Overcoming these setbacks and realizing the benefits of SOA requires a dedicated governance effort (see sidebar). And to ensure the integrity of your cross-enterprise business processes and information, that governance effort must be founded on solid security principles.

4 Considerations to Secure Your Business Processes

To secure your business processes within a broader SOA governance effort, you need to consider four main security pillars:

  • Access management
  • Identity management
  • System trust and key management
  • Threat and vulnerability management

Let’s go through each in more detail and uncover the SAP functionality that supports each area (see sidebar for some helpful background).

1. Access Management

As a first step to enabling security across productive business processes, companies must define which users can access applications and impose user identification requirements in the authentication process. For subsequent access requirements and permission assignments, companies should use solutions for identity, risk, and performance management. With these solutions, the assigned authorization and permission profiles are composed from application permission definitions created during the development process with the use of application-integrated, permission-checking APIs.

☆ ☆ ☆ ☆ ☆

▶ [OBJECTIVE A]:
Reproduce the SOA security passage word for word, in full.
The records bear no relation to the SOA security passage.

☆ ☆ ☆ ☆ ☆

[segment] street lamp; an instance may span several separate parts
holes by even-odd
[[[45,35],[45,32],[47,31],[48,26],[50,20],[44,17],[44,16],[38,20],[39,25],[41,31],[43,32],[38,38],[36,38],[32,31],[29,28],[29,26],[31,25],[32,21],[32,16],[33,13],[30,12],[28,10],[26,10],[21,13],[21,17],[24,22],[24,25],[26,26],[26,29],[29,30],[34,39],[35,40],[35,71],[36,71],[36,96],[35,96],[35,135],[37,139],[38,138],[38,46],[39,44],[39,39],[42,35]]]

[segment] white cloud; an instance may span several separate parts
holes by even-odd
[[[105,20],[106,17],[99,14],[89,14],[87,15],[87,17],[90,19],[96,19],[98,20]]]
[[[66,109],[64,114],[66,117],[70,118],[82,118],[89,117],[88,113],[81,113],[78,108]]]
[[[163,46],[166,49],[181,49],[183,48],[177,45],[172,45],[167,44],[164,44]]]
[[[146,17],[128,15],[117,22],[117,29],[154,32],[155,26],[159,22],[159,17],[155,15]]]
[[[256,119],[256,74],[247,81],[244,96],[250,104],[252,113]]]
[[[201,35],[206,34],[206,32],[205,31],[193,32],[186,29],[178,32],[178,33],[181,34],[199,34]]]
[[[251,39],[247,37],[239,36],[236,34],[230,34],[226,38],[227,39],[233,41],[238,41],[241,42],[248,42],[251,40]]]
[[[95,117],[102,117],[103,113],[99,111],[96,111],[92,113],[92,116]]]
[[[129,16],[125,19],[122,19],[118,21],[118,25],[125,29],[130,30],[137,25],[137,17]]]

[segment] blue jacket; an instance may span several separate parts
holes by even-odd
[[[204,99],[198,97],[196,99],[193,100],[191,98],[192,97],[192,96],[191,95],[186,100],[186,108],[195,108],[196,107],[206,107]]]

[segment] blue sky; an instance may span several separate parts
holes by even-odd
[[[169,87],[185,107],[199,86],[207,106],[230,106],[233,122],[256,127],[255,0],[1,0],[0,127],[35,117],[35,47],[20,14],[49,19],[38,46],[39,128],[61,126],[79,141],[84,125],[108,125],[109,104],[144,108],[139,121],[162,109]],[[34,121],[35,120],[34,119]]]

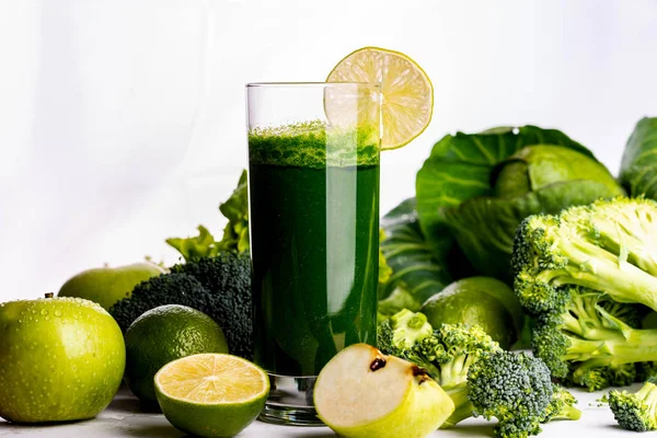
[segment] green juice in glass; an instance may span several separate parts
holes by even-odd
[[[322,123],[252,130],[255,360],[316,376],[342,348],[376,345],[379,146]]]

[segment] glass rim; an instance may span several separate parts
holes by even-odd
[[[357,87],[362,87],[362,88],[372,88],[372,89],[380,89],[381,88],[381,83],[380,82],[350,82],[350,81],[344,81],[344,82],[249,82],[246,83],[246,88],[251,89],[251,88],[276,88],[276,87],[280,87],[280,88],[303,88],[303,87],[308,87],[308,88],[312,88],[312,87],[353,87],[353,85],[357,85]]]

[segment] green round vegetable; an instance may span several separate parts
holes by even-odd
[[[526,217],[623,194],[588,149],[535,126],[446,136],[416,181],[419,224],[436,255],[452,237],[476,273],[507,283]]]
[[[419,309],[429,324],[480,325],[502,348],[518,341],[522,309],[511,288],[491,277],[454,281],[429,298]]]

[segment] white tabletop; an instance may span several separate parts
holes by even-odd
[[[634,385],[630,390],[636,390]],[[635,437],[634,433],[623,430],[615,424],[609,406],[598,406],[596,402],[603,393],[587,393],[574,390],[583,411],[578,422],[552,422],[543,426],[542,438],[551,437]],[[438,430],[431,437],[488,437],[494,423],[481,418],[471,418],[449,430]],[[147,414],[139,411],[137,400],[128,391],[122,390],[114,402],[95,419],[57,426],[14,426],[0,419],[0,437],[48,437],[48,438],[182,438],[185,437],[171,426],[161,414]],[[335,437],[326,427],[274,426],[261,422],[253,423],[239,438],[284,438],[284,437]],[[376,438],[376,437],[372,437]],[[404,437],[399,437],[404,438]]]

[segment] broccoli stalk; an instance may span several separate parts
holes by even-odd
[[[554,384],[552,391],[552,400],[548,405],[545,418],[541,423],[548,423],[553,419],[579,419],[581,411],[575,405],[577,399],[565,389]]]
[[[576,285],[657,310],[656,215],[654,200],[616,198],[526,218],[512,256],[521,304],[533,314],[558,310],[562,286]]]
[[[627,430],[657,429],[657,380],[649,379],[635,393],[612,390],[609,407],[618,424]]]
[[[562,313],[540,318],[533,332],[534,353],[552,376],[595,391],[632,383],[634,364],[657,358],[657,330],[635,328],[635,307],[584,288],[564,293]]]

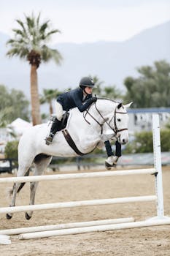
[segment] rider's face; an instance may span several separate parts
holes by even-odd
[[[92,94],[92,88],[91,87],[85,87],[85,91],[87,94]]]

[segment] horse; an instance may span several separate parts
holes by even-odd
[[[49,123],[31,127],[23,134],[18,144],[17,176],[28,176],[33,164],[33,175],[42,175],[53,156],[72,157],[89,154],[97,147],[102,148],[107,140],[118,140],[121,144],[127,143],[128,116],[126,109],[131,103],[123,105],[110,99],[98,98],[83,113],[77,108],[70,110],[66,128],[56,133],[53,143],[49,146],[45,141],[50,129]],[[76,142],[77,150],[66,140],[63,136],[66,131],[72,137],[73,144]],[[10,206],[15,206],[17,193],[23,185],[24,183],[14,183]],[[38,182],[31,183],[30,205],[34,204],[37,185]],[[26,219],[29,219],[32,214],[33,211],[26,212]],[[12,217],[12,214],[6,214],[7,219]]]

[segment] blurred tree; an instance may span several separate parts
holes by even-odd
[[[154,67],[139,68],[139,77],[128,77],[124,80],[126,101],[134,102],[134,108],[170,107],[170,64],[155,61]]]
[[[48,103],[50,108],[50,114],[51,115],[53,113],[52,102],[53,99],[55,99],[61,92],[57,89],[44,89],[43,95],[40,97],[40,103],[45,104]]]
[[[29,102],[22,91],[9,91],[0,85],[0,126],[5,127],[20,117],[29,121]]]
[[[93,94],[96,94],[97,97],[109,98],[112,99],[123,99],[123,94],[116,86],[104,86],[104,82],[100,81],[97,76],[93,77],[95,83],[95,87],[93,90]]]
[[[14,39],[7,41],[11,49],[7,53],[9,57],[14,56],[23,59],[31,64],[31,98],[33,125],[41,123],[39,99],[37,83],[37,69],[42,61],[47,62],[54,59],[60,64],[62,57],[60,53],[50,48],[46,43],[50,36],[60,32],[58,29],[50,30],[50,20],[40,23],[40,13],[36,18],[25,15],[26,20],[16,20],[20,29],[12,29]]]

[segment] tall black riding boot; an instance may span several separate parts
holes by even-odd
[[[61,130],[61,121],[59,121],[55,118],[55,120],[53,121],[50,135],[47,136],[45,138],[45,143],[47,145],[50,145],[52,143],[54,135],[57,132]]]

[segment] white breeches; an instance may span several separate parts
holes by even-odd
[[[58,120],[61,121],[62,119],[63,110],[61,105],[58,102],[55,102],[55,109],[56,109],[56,117]]]

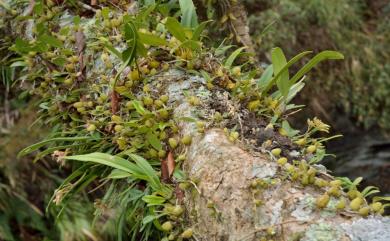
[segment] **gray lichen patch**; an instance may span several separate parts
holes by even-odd
[[[342,236],[340,228],[328,223],[318,223],[309,226],[301,241],[339,241]]]
[[[341,227],[352,241],[389,241],[390,218],[370,217],[358,219]]]
[[[253,165],[252,176],[254,178],[270,178],[275,176],[277,165],[274,162],[265,162],[258,165]]]
[[[315,198],[310,194],[305,194],[298,199],[294,211],[291,212],[291,216],[299,221],[312,220],[314,205]]]

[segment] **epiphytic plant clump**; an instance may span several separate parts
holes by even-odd
[[[342,182],[322,179],[312,166],[327,155],[322,143],[333,138],[314,135],[328,132],[329,126],[315,118],[300,134],[286,120],[300,108],[290,101],[303,88],[304,75],[322,60],[341,59],[340,53],[321,52],[290,78],[289,68],[310,52],[287,62],[282,50],[275,48],[272,65],[265,71],[250,67],[249,61],[237,66],[244,48],[227,57],[232,46],[207,48],[201,41],[207,22],[197,22],[191,1],[139,3],[137,14],[126,11],[134,5],[124,4],[116,11],[102,5],[92,17],[80,17],[67,5],[51,1],[35,2],[26,16],[22,10],[27,5],[12,3],[9,9],[20,6],[21,17],[15,24],[23,26],[30,19],[33,26],[31,35],[17,37],[10,48],[18,55],[12,66],[20,68],[20,80],[28,83],[30,94],[40,97],[40,120],[53,128],[47,139],[23,149],[20,156],[38,151],[38,160],[56,152],[58,161],[73,170],[49,205],[64,210],[73,195],[97,183],[104,195],[96,206],[105,207],[97,215],[115,210],[112,218],[117,220],[119,239],[125,234],[131,240],[182,240],[196,235],[185,223],[182,205],[186,184],[196,185],[181,170],[193,136],[181,134],[183,120],[174,117],[175,100],[161,92],[164,85],[179,81],[164,75],[171,70],[202,77],[208,91],[225,93],[245,113],[265,120],[263,130],[277,130],[275,138],[295,142],[300,150],[294,160],[287,158],[290,151],[277,139],[266,140],[263,147],[287,178],[326,189],[317,200],[319,208],[325,208],[331,196],[343,195]],[[192,93],[186,97],[189,106],[206,104]],[[225,127],[230,141],[244,140],[247,134],[240,134],[239,124],[221,126],[224,121],[238,123],[232,116],[216,110],[202,120],[188,121],[194,122],[198,135],[215,125]],[[259,188],[273,184],[257,180],[252,185],[255,207],[262,204]],[[350,206],[366,215],[363,197],[356,195]],[[378,200],[368,211],[380,213],[384,206]]]

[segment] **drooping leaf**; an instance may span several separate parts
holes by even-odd
[[[290,88],[288,81],[288,69],[281,71],[283,67],[287,64],[286,57],[284,56],[282,49],[276,47],[271,51],[271,58],[272,66],[274,68],[274,76],[276,76],[277,73],[281,72],[280,76],[275,78],[275,81],[280,93],[282,94],[282,96],[285,97],[287,96],[288,90]]]
[[[181,24],[186,28],[196,28],[198,26],[198,16],[192,0],[179,0]]]
[[[139,40],[143,44],[148,44],[151,46],[165,46],[165,45],[167,45],[167,41],[165,39],[162,39],[159,36],[156,36],[154,34],[139,32],[138,36],[139,36]]]
[[[283,66],[283,68],[277,72],[274,77],[270,80],[270,82],[266,85],[266,88],[264,89],[264,92],[266,93],[268,90],[272,88],[272,86],[275,84],[276,79],[278,79],[285,71],[288,70],[293,64],[295,64],[297,61],[299,61],[301,58],[303,58],[305,55],[312,53],[312,51],[305,51],[300,54],[297,54],[292,59],[290,59],[286,65]],[[276,71],[275,71],[276,72]],[[291,84],[291,83],[290,83]]]
[[[314,68],[319,62],[327,59],[344,59],[344,55],[337,51],[325,50],[317,54],[307,64],[305,64],[290,80],[290,84],[294,84],[302,78],[307,72]]]
[[[94,153],[85,154],[85,155],[67,156],[67,157],[64,157],[64,159],[98,163],[98,164],[109,166],[112,168],[116,168],[116,169],[119,169],[119,170],[122,170],[122,171],[125,171],[128,173],[142,173],[141,168],[139,168],[134,163],[129,162],[126,159],[123,159],[121,157],[113,156],[113,155],[110,155],[107,153],[94,152]]]
[[[165,198],[156,195],[145,195],[142,200],[148,204],[148,206],[161,205],[165,202]]]
[[[121,179],[121,178],[127,178],[131,177],[131,173],[120,170],[120,169],[114,169],[111,171],[110,175],[107,176],[109,179]]]
[[[28,146],[26,148],[24,148],[23,150],[21,150],[18,154],[18,157],[22,157],[22,156],[25,156],[33,151],[36,151],[38,150],[39,148],[45,146],[46,144],[48,143],[52,143],[52,142],[59,142],[59,141],[72,141],[72,142],[75,142],[75,141],[87,141],[87,140],[93,140],[95,138],[91,137],[91,136],[76,136],[76,137],[56,137],[56,138],[51,138],[51,139],[47,139],[47,140],[44,140],[44,141],[41,141],[41,142],[38,142],[38,143],[35,143],[31,146]]]

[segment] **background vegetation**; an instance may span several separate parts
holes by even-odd
[[[17,2],[16,5],[25,4],[23,1],[15,2]],[[143,1],[146,5],[149,2],[152,1]],[[275,0],[246,1],[246,4],[248,5],[247,9],[250,10],[251,34],[256,43],[256,50],[260,60],[268,58],[269,61],[264,62],[270,63],[272,59],[270,50],[275,46],[283,46],[287,59],[291,59],[296,53],[304,50],[320,52],[324,49],[339,50],[347,57],[347,61],[344,61],[343,64],[339,61],[336,64],[329,62],[323,64],[321,69],[312,73],[309,77],[310,82],[307,82],[309,83],[309,89],[305,90],[304,95],[301,95],[301,102],[307,103],[309,106],[313,102],[317,103],[311,105],[313,107],[312,110],[323,110],[318,114],[323,115],[330,122],[337,117],[336,113],[339,113],[339,111],[342,110],[348,117],[356,120],[358,125],[362,125],[365,128],[380,127],[384,130],[388,130],[390,129],[390,113],[384,110],[390,109],[390,100],[389,98],[386,98],[390,94],[390,55],[388,52],[389,49],[386,48],[386,43],[390,41],[390,21],[388,17],[390,15],[390,4],[386,3],[386,1],[374,2],[375,4],[371,1]],[[163,11],[168,11],[165,12],[166,14],[175,13],[175,16],[180,14],[180,6],[178,4],[167,4],[165,7],[165,9],[160,9],[161,12],[159,14],[164,15]],[[84,10],[75,5],[73,1],[69,1],[69,8],[72,9],[74,13],[85,13]],[[40,14],[38,13],[38,15]],[[104,15],[105,14],[103,13],[103,22],[107,20],[107,17]],[[5,19],[3,19],[2,22],[3,26],[9,24],[9,22],[4,22],[4,20]],[[161,24],[159,21],[151,21],[145,24],[141,20],[143,19],[135,19],[137,31],[139,28],[148,28],[150,26],[156,28],[156,25]],[[191,21],[189,22],[189,25],[191,25]],[[110,29],[112,26],[107,28]],[[62,33],[63,36],[67,34],[65,32]],[[6,32],[2,32],[2,36],[6,35]],[[104,36],[104,34],[102,35],[103,37],[107,37]],[[99,35],[98,37],[102,37],[102,35]],[[178,38],[180,39],[180,34],[178,35]],[[127,40],[132,41],[131,37]],[[5,94],[0,96],[0,101],[2,103],[1,111],[3,114],[3,118],[1,119],[2,129],[0,132],[0,210],[2,211],[0,213],[0,239],[44,239],[65,241],[110,240],[115,236],[121,237],[124,235],[122,232],[125,232],[126,234],[136,233],[134,230],[144,230],[145,235],[141,238],[145,240],[148,239],[149,235],[153,236],[156,231],[153,231],[151,228],[153,226],[152,221],[154,222],[160,217],[155,215],[154,207],[150,208],[148,205],[156,200],[149,199],[149,201],[145,201],[145,196],[148,198],[155,197],[153,191],[156,190],[154,190],[153,185],[150,184],[157,178],[153,169],[150,177],[146,179],[127,180],[127,183],[125,184],[113,181],[110,185],[107,185],[106,182],[95,181],[95,179],[106,177],[110,174],[109,170],[111,169],[102,167],[101,165],[95,165],[96,162],[85,159],[85,157],[83,157],[84,159],[81,157],[79,158],[79,161],[85,161],[85,163],[79,164],[72,162],[72,165],[63,165],[61,162],[53,163],[50,156],[44,157],[44,155],[40,156],[40,161],[36,164],[32,164],[31,161],[34,159],[34,156],[27,155],[23,158],[17,158],[17,153],[22,147],[35,143],[37,140],[41,140],[43,136],[59,137],[64,134],[60,133],[60,130],[62,129],[70,130],[70,132],[65,133],[65,135],[77,135],[79,137],[88,136],[89,139],[87,139],[86,142],[82,142],[82,145],[76,141],[72,143],[73,146],[68,146],[74,153],[83,154],[88,153],[91,150],[118,153],[121,151],[120,149],[123,148],[118,149],[116,144],[120,145],[122,143],[120,140],[123,136],[123,132],[122,129],[119,130],[120,128],[118,127],[118,130],[115,131],[117,133],[110,133],[110,136],[106,140],[99,140],[98,142],[96,139],[100,136],[99,133],[94,132],[95,129],[100,128],[101,133],[107,130],[103,129],[104,125],[99,123],[99,121],[95,123],[87,120],[88,113],[85,111],[84,107],[91,108],[91,106],[88,106],[87,100],[83,99],[79,101],[79,99],[76,98],[79,96],[78,90],[71,93],[70,96],[66,96],[66,98],[69,97],[71,100],[65,102],[67,105],[74,105],[76,103],[78,103],[76,105],[79,105],[81,102],[83,106],[79,106],[81,107],[80,110],[72,109],[75,116],[69,116],[76,120],[71,122],[70,126],[68,126],[67,123],[61,126],[63,116],[68,113],[64,114],[62,111],[56,109],[56,104],[62,103],[63,100],[51,98],[52,96],[47,94],[47,91],[50,91],[50,89],[48,90],[45,84],[41,84],[38,88],[34,88],[36,91],[35,93],[30,91],[30,86],[27,86],[27,88],[26,86],[24,86],[24,88],[19,88],[20,86],[18,86],[18,88],[11,88],[12,86],[15,87],[15,85],[22,84],[21,82],[15,82],[15,70],[19,69],[17,67],[10,67],[11,63],[13,63],[11,59],[14,58],[15,55],[14,53],[10,54],[8,48],[13,45],[13,41],[14,39],[4,37],[1,43],[2,82],[0,83],[0,91]],[[160,43],[161,42],[158,44]],[[53,46],[55,46],[55,44],[56,43],[54,43]],[[104,45],[104,43],[100,44]],[[177,47],[179,44],[180,43],[177,42],[173,43],[173,47]],[[364,46],[364,48],[361,46]],[[105,45],[105,47],[107,47],[107,45]],[[22,52],[19,52],[18,54],[28,55]],[[61,54],[67,55],[65,52],[66,51]],[[106,51],[106,53],[108,53],[108,51]],[[240,53],[241,50],[236,52],[236,55],[238,56]],[[112,53],[110,54],[112,57]],[[174,55],[178,55],[177,58],[185,63],[181,67],[188,67],[187,63],[191,63],[191,61],[187,61],[190,59],[186,59],[186,53],[180,52],[174,53]],[[50,58],[49,56],[44,57]],[[235,72],[238,71],[237,68],[234,69],[232,66],[234,58],[226,61],[230,63],[225,63],[224,66],[229,74],[235,74]],[[107,64],[106,71],[110,71],[112,68],[111,60],[112,58],[102,59],[102,61]],[[121,59],[119,62],[115,62],[115,64],[120,64],[121,61],[125,60]],[[131,62],[131,60],[129,61]],[[28,63],[28,61],[26,62]],[[276,62],[272,62],[275,65]],[[109,63],[111,64],[111,67],[109,67]],[[158,65],[159,64],[160,63],[158,63]],[[264,69],[265,67],[267,66],[264,65]],[[298,68],[295,68],[296,67],[294,66],[292,67],[293,70],[298,70]],[[68,70],[65,67],[65,69],[70,73],[74,71],[72,68],[69,68],[70,70]],[[244,69],[245,68],[243,68],[243,72]],[[39,71],[42,71],[42,69]],[[143,74],[148,75],[148,73]],[[207,79],[207,73],[203,76]],[[39,83],[49,82],[46,81],[46,78],[42,80],[42,78],[34,76],[34,74],[29,77],[36,78]],[[65,79],[61,78],[58,78],[56,81],[59,83],[64,82]],[[131,78],[135,77],[132,76],[130,79]],[[74,81],[74,79],[72,81]],[[104,91],[102,90],[105,89],[105,87],[99,90],[101,97],[104,97]],[[242,89],[237,88],[235,94],[239,96],[240,91],[244,91],[244,87]],[[69,87],[65,86],[62,90],[67,90],[68,88]],[[248,86],[245,88],[250,89]],[[288,92],[286,93],[283,89],[289,90],[290,88],[291,86],[283,87],[283,85],[278,85],[277,88],[274,86],[274,89],[279,89],[280,92],[282,92],[282,95],[288,94]],[[59,90],[61,91],[61,89]],[[324,92],[323,90],[326,91]],[[42,100],[31,98],[30,94],[41,95],[41,97],[47,101],[46,103],[53,108],[42,108],[42,106],[38,108],[37,105]],[[84,92],[84,94],[88,94],[88,91]],[[134,100],[134,96],[126,96],[126,98]],[[145,101],[144,99],[142,100]],[[101,105],[103,105],[104,111],[106,112],[100,112],[101,110],[97,109],[95,112],[96,116],[105,116],[106,119],[102,122],[110,122],[112,127],[120,126],[124,121],[120,119],[115,120],[115,117],[112,119],[111,113],[107,113],[111,108],[110,104],[105,102],[105,100],[102,100],[102,102],[103,104],[101,103]],[[84,106],[84,104],[86,104],[86,106]],[[257,105],[258,103],[256,101],[252,101],[248,103],[248,108],[259,108]],[[84,110],[82,108],[84,108]],[[124,108],[129,110],[132,107],[126,106]],[[22,109],[29,110],[23,111]],[[36,113],[38,109],[41,109],[41,115],[50,120],[52,126],[54,126],[53,129],[46,130],[45,126],[40,129],[37,127],[32,129],[28,128],[29,124],[37,117],[34,113]],[[133,109],[133,117],[138,116],[140,113],[136,112],[140,111],[142,112],[142,109],[139,109],[139,107],[137,111],[134,111]],[[156,113],[153,112],[153,115],[156,114],[156,116],[158,116],[157,112],[160,110],[153,109],[151,111],[156,111]],[[328,111],[331,111],[332,114],[326,114]],[[275,115],[275,112],[275,110],[272,110],[266,114],[272,116]],[[8,115],[8,117],[5,118],[5,115]],[[310,116],[313,116],[313,114],[310,114]],[[82,120],[78,120],[78,118]],[[13,120],[15,120],[15,123]],[[18,121],[16,122],[16,120]],[[146,125],[144,121],[145,120],[142,120],[140,125]],[[165,122],[162,121],[162,123]],[[94,126],[92,126],[92,124]],[[168,121],[166,121],[165,124],[169,125],[169,128],[173,127],[171,122],[168,123]],[[289,129],[288,123],[286,124],[286,122],[284,122],[283,126],[286,127],[285,129],[288,131],[294,132],[294,130]],[[157,129],[157,127],[155,129]],[[171,130],[169,130],[169,132],[170,131]],[[91,132],[94,134],[90,135]],[[163,131],[156,130],[156,132],[159,135],[159,138],[160,135],[163,135],[161,134]],[[142,133],[141,131],[137,133],[136,136],[142,136],[144,134],[145,133]],[[234,131],[231,132],[231,135],[235,136]],[[161,138],[166,139],[166,137]],[[149,152],[149,150],[153,149],[151,146],[156,147],[158,151],[161,149],[159,148],[159,144],[156,144],[153,139],[154,136],[150,137],[149,140],[146,140],[149,143],[146,144],[145,147],[140,147],[140,150],[138,150],[139,154],[141,153],[140,155],[145,153],[145,157],[153,158],[156,154],[160,154],[160,152],[156,153],[156,150],[154,152]],[[58,143],[62,145],[69,144],[66,141]],[[76,143],[76,146],[74,146],[74,143]],[[167,142],[167,140],[165,140],[164,143],[166,145],[171,144]],[[126,144],[129,143],[125,143],[124,145]],[[54,148],[52,150],[55,150],[56,145],[49,145],[48,147],[52,147]],[[165,155],[166,153],[161,152],[161,156]],[[142,161],[140,163],[142,163]],[[158,162],[152,162],[151,164],[154,169],[159,168]],[[77,174],[77,171],[79,170],[77,168],[84,168],[83,171],[88,169],[88,171]],[[148,171],[150,171],[150,169],[148,169]],[[66,177],[72,173],[76,173],[73,178],[75,178],[74,180],[77,180],[76,184],[79,186],[67,186],[72,179],[69,180],[66,179]],[[112,176],[114,176],[114,174],[118,175],[118,178],[123,178],[121,176],[123,173],[111,173]],[[31,183],[34,183],[34,185],[31,185]],[[88,184],[91,185],[86,188]],[[61,185],[60,188],[58,188],[59,185]],[[107,191],[106,195],[104,194],[105,192],[95,190],[95,188],[100,185],[105,185],[104,190]],[[143,192],[139,191],[140,185],[145,188]],[[158,186],[158,189],[163,189],[159,182],[157,182],[156,185]],[[128,186],[131,186],[131,188],[127,188]],[[112,191],[113,188],[115,188],[115,191]],[[50,198],[56,189],[56,197],[58,197],[57,204],[59,205],[49,205],[55,201]],[[85,190],[80,191],[83,189]],[[158,191],[163,192],[166,190]],[[68,193],[72,194],[71,198],[68,198]],[[66,202],[61,203],[62,199],[65,199]],[[157,200],[158,205],[153,205],[161,210],[162,205],[160,205],[161,203],[159,202],[161,202],[161,200]],[[164,199],[162,202],[169,202],[169,200]],[[45,208],[48,205],[49,208],[46,212]],[[13,210],[15,209],[20,209],[21,211],[14,212]],[[124,218],[125,215],[117,215],[118,213],[124,213],[126,218]],[[98,218],[94,218],[94,215]],[[165,221],[164,218],[163,221]],[[185,227],[182,228],[184,229]],[[158,230],[157,233],[158,235],[161,234]],[[137,240],[140,237],[133,235],[132,238]]]
[[[340,112],[366,129],[390,128],[390,3],[385,0],[245,1],[256,51],[335,49],[346,59],[313,71],[303,99],[335,128]],[[344,118],[344,117],[341,117]],[[348,123],[349,124],[349,123]],[[344,130],[343,130],[344,131]]]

☆ ☆ ☆ ☆ ☆

▶ [OBJECTIVE B]:
Pull out every line of the records that contains the string "green", treating uppercase and lowercase as different.

▶ [FINAL RESULT A]:
Overcoming these setbacks and realizing the benefits of SOA requires a dedicated governance effort (see sidebar). And to ensure the integrity of your cross-enterprise business processes and information, that governance effort must be founded on solid security principles.

4 Considerations to Secure Your Business Processes

To secure your business processes within a broader SOA governance effort, you need to consider four main security pillars:

  • Access management
  • Identity management
  • System trust and key management
  • Threat and vulnerability management

Let’s go through each in more detail and uncover the SAP functionality that supports each area (see sidebar for some helpful background).

1. Access Management

As a first step to enabling security across productive business processes, companies must define which users can access applications and impose user identification requirements in the authentication process. For subsequent access requirements and permission assignments, companies should use solutions for identity, risk, and performance management. With these solutions, the assigned authorization and permission profiles are composed from application permission definitions created during the development process with the use of application-integrated, permission-checking APIs.

▶ [FINAL RESULT B]:
[segment] green juice in glass; an instance may span several separate parts
[segment] green round vegetable; an instance may span several separate parts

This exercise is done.